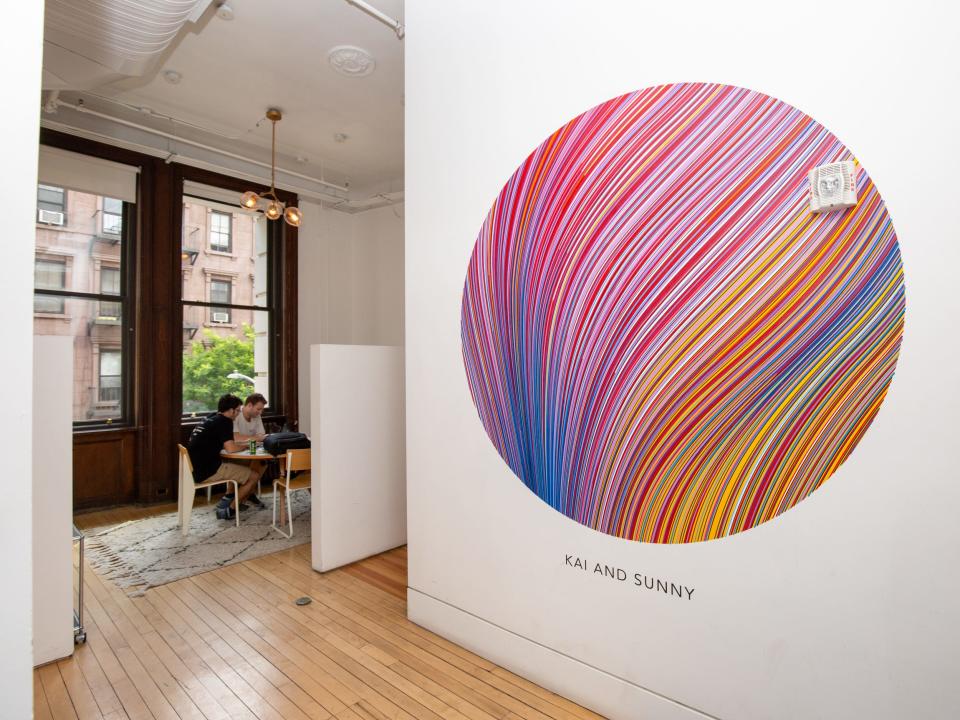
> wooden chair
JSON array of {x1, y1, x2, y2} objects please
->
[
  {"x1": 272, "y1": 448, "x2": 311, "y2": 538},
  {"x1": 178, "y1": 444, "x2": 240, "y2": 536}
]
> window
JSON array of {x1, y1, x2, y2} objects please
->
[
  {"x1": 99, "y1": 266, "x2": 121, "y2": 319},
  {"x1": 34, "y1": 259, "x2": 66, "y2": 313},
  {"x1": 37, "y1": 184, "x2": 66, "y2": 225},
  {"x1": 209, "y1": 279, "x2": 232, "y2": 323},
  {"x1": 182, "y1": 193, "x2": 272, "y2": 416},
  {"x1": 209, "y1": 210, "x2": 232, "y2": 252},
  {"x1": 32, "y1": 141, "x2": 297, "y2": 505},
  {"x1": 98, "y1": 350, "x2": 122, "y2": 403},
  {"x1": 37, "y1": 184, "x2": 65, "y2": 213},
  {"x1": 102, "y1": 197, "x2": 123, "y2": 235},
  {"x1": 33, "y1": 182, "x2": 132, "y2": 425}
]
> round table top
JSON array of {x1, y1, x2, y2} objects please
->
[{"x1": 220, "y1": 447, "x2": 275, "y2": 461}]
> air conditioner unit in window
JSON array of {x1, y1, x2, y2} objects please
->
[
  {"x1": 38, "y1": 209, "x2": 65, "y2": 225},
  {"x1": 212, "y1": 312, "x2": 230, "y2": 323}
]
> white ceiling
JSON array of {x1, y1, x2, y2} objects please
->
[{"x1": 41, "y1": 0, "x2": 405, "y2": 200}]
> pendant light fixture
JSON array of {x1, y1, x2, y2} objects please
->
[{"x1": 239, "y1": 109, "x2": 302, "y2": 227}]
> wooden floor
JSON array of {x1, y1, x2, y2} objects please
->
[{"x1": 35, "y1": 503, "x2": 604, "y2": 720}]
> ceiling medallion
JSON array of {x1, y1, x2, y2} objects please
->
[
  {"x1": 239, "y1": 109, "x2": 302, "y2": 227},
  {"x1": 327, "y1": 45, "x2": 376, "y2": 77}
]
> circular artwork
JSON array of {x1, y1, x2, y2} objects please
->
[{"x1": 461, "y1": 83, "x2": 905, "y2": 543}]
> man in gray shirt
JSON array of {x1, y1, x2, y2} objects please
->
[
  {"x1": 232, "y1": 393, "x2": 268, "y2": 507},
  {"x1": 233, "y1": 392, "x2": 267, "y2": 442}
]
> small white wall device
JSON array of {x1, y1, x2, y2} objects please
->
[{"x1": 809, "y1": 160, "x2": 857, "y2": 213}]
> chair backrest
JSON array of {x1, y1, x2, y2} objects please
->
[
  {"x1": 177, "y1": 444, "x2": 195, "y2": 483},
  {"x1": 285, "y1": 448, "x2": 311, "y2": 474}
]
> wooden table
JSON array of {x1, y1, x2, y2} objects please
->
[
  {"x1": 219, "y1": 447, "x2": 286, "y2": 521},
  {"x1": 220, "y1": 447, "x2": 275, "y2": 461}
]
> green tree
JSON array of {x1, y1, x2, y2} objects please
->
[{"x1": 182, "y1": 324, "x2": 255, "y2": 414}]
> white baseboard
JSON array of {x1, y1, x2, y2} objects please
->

==*==

▸ **Instructions for the task**
Using the records above, gather all lines where the string "window" is present.

▸ **Output for this exercise**
> window
> air conditioner unit in window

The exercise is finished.